Task directions
A faithful copy without images is required: write out all the records exactly.

+++ Data records +++

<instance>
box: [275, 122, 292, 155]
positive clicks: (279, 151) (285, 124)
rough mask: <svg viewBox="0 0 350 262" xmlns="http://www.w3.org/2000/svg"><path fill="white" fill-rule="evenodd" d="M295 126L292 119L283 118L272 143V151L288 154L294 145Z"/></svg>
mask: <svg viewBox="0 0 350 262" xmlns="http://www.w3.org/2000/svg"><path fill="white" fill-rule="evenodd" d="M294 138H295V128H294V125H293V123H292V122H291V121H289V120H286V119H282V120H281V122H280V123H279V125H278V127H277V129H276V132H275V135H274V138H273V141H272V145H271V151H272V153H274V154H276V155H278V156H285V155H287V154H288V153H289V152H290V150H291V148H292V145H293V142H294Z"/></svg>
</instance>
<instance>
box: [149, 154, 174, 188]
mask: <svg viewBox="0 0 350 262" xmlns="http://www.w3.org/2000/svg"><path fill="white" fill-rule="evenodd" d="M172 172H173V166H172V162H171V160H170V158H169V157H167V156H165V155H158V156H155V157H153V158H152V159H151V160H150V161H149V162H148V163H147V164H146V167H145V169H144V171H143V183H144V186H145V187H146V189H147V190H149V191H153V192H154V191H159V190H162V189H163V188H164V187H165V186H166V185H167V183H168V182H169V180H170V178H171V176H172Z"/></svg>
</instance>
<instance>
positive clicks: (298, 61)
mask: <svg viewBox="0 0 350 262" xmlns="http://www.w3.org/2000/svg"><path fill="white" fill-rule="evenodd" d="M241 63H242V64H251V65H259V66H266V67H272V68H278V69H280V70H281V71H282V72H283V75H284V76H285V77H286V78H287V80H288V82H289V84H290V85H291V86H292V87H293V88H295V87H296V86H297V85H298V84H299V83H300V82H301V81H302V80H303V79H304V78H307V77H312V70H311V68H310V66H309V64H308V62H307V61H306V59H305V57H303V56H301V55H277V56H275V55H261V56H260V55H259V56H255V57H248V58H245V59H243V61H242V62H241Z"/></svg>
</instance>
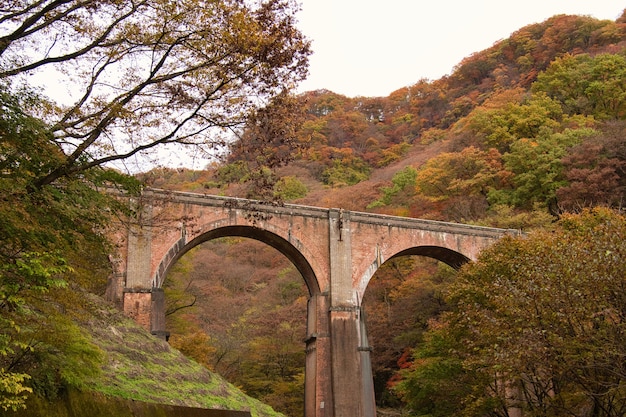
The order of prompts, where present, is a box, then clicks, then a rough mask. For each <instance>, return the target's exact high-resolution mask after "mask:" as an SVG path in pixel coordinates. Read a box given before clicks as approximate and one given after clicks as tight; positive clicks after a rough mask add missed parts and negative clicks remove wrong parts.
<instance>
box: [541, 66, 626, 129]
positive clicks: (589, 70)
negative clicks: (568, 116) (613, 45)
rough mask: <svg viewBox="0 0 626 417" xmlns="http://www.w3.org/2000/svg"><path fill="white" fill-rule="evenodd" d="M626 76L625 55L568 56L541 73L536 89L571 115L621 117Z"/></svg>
mask: <svg viewBox="0 0 626 417" xmlns="http://www.w3.org/2000/svg"><path fill="white" fill-rule="evenodd" d="M625 78H626V58H624V57H623V56H622V55H617V54H600V55H597V56H595V57H592V56H590V55H588V54H581V55H565V56H564V57H562V58H558V59H556V60H555V61H554V62H552V63H551V64H550V66H549V67H548V68H547V69H546V71H545V72H543V73H541V74H539V75H538V77H537V81H536V82H535V83H534V84H533V86H532V89H533V91H534V92H539V91H541V92H545V93H546V94H548V95H549V96H550V97H552V98H553V99H555V100H558V101H559V102H561V103H562V106H563V109H564V111H565V113H567V114H570V115H571V114H584V115H593V116H594V117H596V118H597V119H618V118H622V117H624V115H625V114H626V85H625V84H624V79H625Z"/></svg>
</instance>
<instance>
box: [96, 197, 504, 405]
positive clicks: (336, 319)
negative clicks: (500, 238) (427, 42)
mask: <svg viewBox="0 0 626 417" xmlns="http://www.w3.org/2000/svg"><path fill="white" fill-rule="evenodd" d="M131 204H133V206H134V209H135V210H136V212H137V213H138V214H139V216H138V220H137V221H135V222H133V223H132V224H128V225H126V226H125V227H123V228H120V230H119V231H118V234H119V242H118V248H119V252H120V253H119V254H118V257H115V258H113V260H114V264H115V265H116V271H115V273H114V274H113V278H112V279H111V280H110V285H109V289H108V292H107V294H108V295H109V298H110V299H112V300H113V301H115V302H116V303H117V304H118V305H120V306H121V307H122V308H123V309H124V311H125V312H126V313H127V314H129V315H130V316H132V317H134V318H135V319H136V320H137V321H138V322H139V323H141V324H142V325H144V326H145V327H146V328H147V329H148V330H151V331H152V332H153V333H155V334H156V335H158V336H160V337H165V335H166V332H165V328H164V323H165V321H164V317H163V315H164V311H163V307H162V306H163V304H164V303H163V297H162V294H163V293H162V291H160V288H161V286H162V284H163V280H164V279H165V278H166V276H167V273H168V271H169V270H170V268H171V267H172V266H173V265H174V264H175V263H176V261H177V260H178V259H179V258H180V257H181V256H182V255H184V254H185V253H186V252H187V251H189V250H190V249H191V248H193V247H195V246H197V245H199V244H201V243H203V242H206V241H209V240H211V239H215V238H219V237H225V236H241V237H248V238H252V239H256V240H259V241H261V242H264V243H266V244H268V245H270V246H272V247H274V248H276V249H277V250H279V251H280V252H282V253H283V254H284V255H285V256H286V257H287V258H288V259H289V260H290V261H291V262H292V263H293V264H294V266H295V267H296V268H297V269H298V271H299V272H300V274H301V275H302V277H303V278H304V281H305V282H306V285H307V287H308V290H309V296H310V299H309V304H308V313H307V335H306V352H307V355H306V378H305V415H306V416H307V417H347V416H350V417H371V416H375V414H376V411H375V406H374V394H373V392H374V390H373V382H372V378H371V365H370V350H371V348H370V346H369V344H368V342H367V335H366V334H365V333H366V330H365V329H366V327H365V320H364V318H363V316H362V309H361V300H363V295H364V293H365V291H366V288H367V285H368V283H369V280H370V279H371V277H372V276H373V274H374V273H375V272H376V270H377V269H378V268H379V267H380V266H381V265H382V264H383V262H384V261H385V260H388V259H390V258H393V257H396V256H403V255H423V256H429V257H432V258H435V259H438V260H440V261H442V262H445V263H447V264H449V265H451V266H452V267H455V268H458V267H459V266H461V265H462V264H463V263H465V262H468V261H470V260H474V259H476V257H477V256H478V254H479V253H480V251H481V250H483V249H484V248H486V247H488V246H490V245H491V244H493V243H494V242H495V241H496V240H498V239H500V238H501V237H502V236H503V235H505V234H507V233H516V231H510V230H502V229H493V228H484V227H476V226H468V225H462V224H455V223H445V222H435V221H427V220H420V219H410V218H402V217H393V216H381V215H375V214H368V213H358V212H347V211H343V210H340V209H324V208H317V207H308V206H299V205H285V206H273V205H271V204H263V203H260V202H256V201H251V200H245V199H236V198H226V197H217V196H209V195H203V194H193V193H181V192H168V191H163V190H155V189H147V190H145V191H144V193H143V195H142V197H141V198H140V199H136V200H133V201H132V202H131ZM120 281H122V282H120Z"/></svg>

+++

Output for this exercise
<instance>
box: [275, 122, 292, 155]
positive clicks: (279, 151) (285, 124)
rough mask: <svg viewBox="0 0 350 262" xmlns="http://www.w3.org/2000/svg"><path fill="white" fill-rule="evenodd" d="M295 126L292 119L283 118L272 143V151L288 154L294 145Z"/></svg>
mask: <svg viewBox="0 0 350 262" xmlns="http://www.w3.org/2000/svg"><path fill="white" fill-rule="evenodd" d="M294 138H295V128H294V125H293V123H292V122H291V121H289V120H286V119H282V120H281V122H280V123H279V125H278V127H277V129H276V132H275V135H274V138H273V141H272V145H271V151H272V153H274V154H276V155H278V156H285V155H287V154H288V153H289V152H290V150H291V148H292V145H293V142H294Z"/></svg>
</instance>
<instance>
box: [149, 154, 174, 188]
mask: <svg viewBox="0 0 350 262" xmlns="http://www.w3.org/2000/svg"><path fill="white" fill-rule="evenodd" d="M172 172H173V166H172V162H171V160H170V158H169V157H167V156H165V155H158V156H155V157H153V158H152V159H151V160H150V161H149V162H148V163H147V164H146V167H145V169H144V171H143V183H144V186H145V187H146V189H147V190H149V191H153V192H154V191H159V190H162V189H163V188H164V187H165V186H166V185H167V183H168V182H169V180H170V178H171V176H172Z"/></svg>
</instance>
<instance>
positive clicks: (298, 61)
mask: <svg viewBox="0 0 350 262" xmlns="http://www.w3.org/2000/svg"><path fill="white" fill-rule="evenodd" d="M241 63H242V64H251V65H259V66H266V67H272V68H278V69H280V70H281V71H282V72H283V75H284V76H285V77H286V78H287V80H288V82H289V84H290V85H291V86H292V87H293V88H295V87H296V86H297V85H298V84H299V83H300V82H301V81H302V80H303V79H304V78H307V77H312V70H311V68H310V66H309V64H308V62H307V61H306V59H305V57H303V56H301V55H277V56H275V55H261V56H260V55H259V56H255V57H248V58H245V59H243V61H242V62H241Z"/></svg>
</instance>
The order of prompts, where present, is a box, then clicks, then a rough mask. For each <instance>, return the target's exact high-resolution mask after "mask:" as an SVG path in pixel coordinates. Read a box given before clicks as approximate and one given after clicks as tight; positive clicks after a rough mask add missed parts and negative clicks remove wrong parts.
<instance>
box: [541, 66, 626, 129]
positive clicks: (589, 70)
negative clicks: (568, 116) (613, 45)
rough mask: <svg viewBox="0 0 626 417" xmlns="http://www.w3.org/2000/svg"><path fill="white" fill-rule="evenodd" d="M626 76L625 55L568 56L541 73L536 89L571 115L621 117Z"/></svg>
mask: <svg viewBox="0 0 626 417" xmlns="http://www.w3.org/2000/svg"><path fill="white" fill-rule="evenodd" d="M625 78H626V58H624V57H623V56H622V55H617V54H600V55H597V56H595V57H592V56H590V55H588V54H581V55H565V56H564V57H562V58H558V59H556V60H555V61H554V62H552V63H551V64H550V66H549V67H548V68H547V69H546V71H545V72H543V73H541V74H539V75H538V77H537V81H536V82H535V83H534V84H533V86H532V89H533V91H534V92H539V91H541V92H545V93H546V94H548V95H549V96H550V97H552V98H553V99H555V100H558V101H559V102H561V103H562V106H563V109H564V111H565V113H567V114H570V115H571V114H584V115H593V116H594V117H596V118H597V119H618V118H622V117H624V115H625V114H626V85H625V84H624V79H625Z"/></svg>
</instance>
<instance>
box: [96, 197, 504, 405]
positive clicks: (336, 319)
negative clicks: (500, 238) (427, 42)
mask: <svg viewBox="0 0 626 417" xmlns="http://www.w3.org/2000/svg"><path fill="white" fill-rule="evenodd" d="M131 204H133V206H134V209H135V210H136V212H137V213H138V214H139V216H138V220H137V221H135V222H133V223H132V224H128V225H126V226H125V227H123V228H120V230H119V231H118V234H119V242H118V248H119V252H120V253H119V254H118V257H115V258H113V260H114V264H115V265H116V271H115V273H114V274H113V278H112V279H111V280H110V285H109V289H108V292H107V294H108V295H109V298H110V299H112V300H113V301H115V302H116V303H117V304H118V305H120V306H121V307H122V308H123V309H124V311H125V312H126V313H127V314H129V315H130V316H132V317H134V318H135V319H136V320H137V321H138V322H139V323H141V324H142V325H144V326H145V327H146V328H147V329H148V330H151V331H152V332H153V333H155V334H156V335H158V336H160V337H165V335H166V332H165V328H164V323H165V321H164V317H163V315H164V311H163V307H162V306H163V304H164V303H163V297H162V294H163V293H162V291H160V288H161V286H162V284H163V280H164V279H165V278H166V276H167V273H168V271H169V270H170V268H171V267H172V266H173V265H174V264H175V263H176V261H177V260H178V259H179V258H180V257H181V256H182V255H184V254H185V253H186V252H187V251H189V250H190V249H191V248H193V247H195V246H197V245H199V244H201V243H203V242H206V241H209V240H211V239H215V238H219V237H225V236H241V237H248V238H252V239H256V240H259V241H261V242H264V243H266V244H268V245H270V246H272V247H274V248H276V249H277V250H279V251H280V252H282V253H283V254H284V255H285V256H286V257H287V258H288V259H289V260H290V261H291V262H292V263H293V264H294V266H295V267H296V268H297V269H298V271H299V272H300V274H301V275H302V277H303V278H304V281H305V282H306V285H307V287H308V290H309V296H310V299H309V304H308V313H307V335H306V352H307V355H306V378H305V415H306V416H307V417H347V416H350V417H371V416H375V414H376V411H375V406H374V394H373V392H374V390H373V382H372V378H371V365H370V350H371V348H370V346H369V344H368V342H367V335H366V334H365V333H366V330H365V329H366V327H365V320H364V318H363V316H362V309H361V300H363V295H364V293H365V291H366V288H367V285H368V283H369V280H370V279H371V277H372V276H373V274H374V273H375V272H376V270H377V269H378V268H379V267H380V266H381V265H382V264H383V262H384V261H385V260H388V259H390V258H393V257H396V256H403V255H423V256H429V257H432V258H435V259H438V260H440V261H442V262H445V263H447V264H449V265H451V266H452V267H455V268H458V267H459V266H461V265H462V264H463V263H465V262H468V261H470V260H474V259H476V257H477V256H478V254H479V253H480V251H481V250H483V249H484V248H486V247H488V246H490V245H491V244H493V243H494V242H495V241H496V240H498V239H500V238H501V237H502V236H503V235H505V234H507V233H516V231H510V230H502V229H493V228H484V227H476V226H468V225H462V224H455V223H445V222H435V221H427V220H420V219H410V218H402V217H393V216H381V215H375V214H368V213H358V212H347V211H343V210H340V209H324V208H317V207H308V206H299V205H285V206H273V205H271V204H263V203H260V202H256V201H251V200H245V199H236V198H226V197H217V196H209V195H203V194H193V193H181V192H168V191H163V190H155V189H147V190H145V191H144V193H143V195H142V197H141V198H140V199H136V200H133V201H132V202H131ZM120 281H122V282H120Z"/></svg>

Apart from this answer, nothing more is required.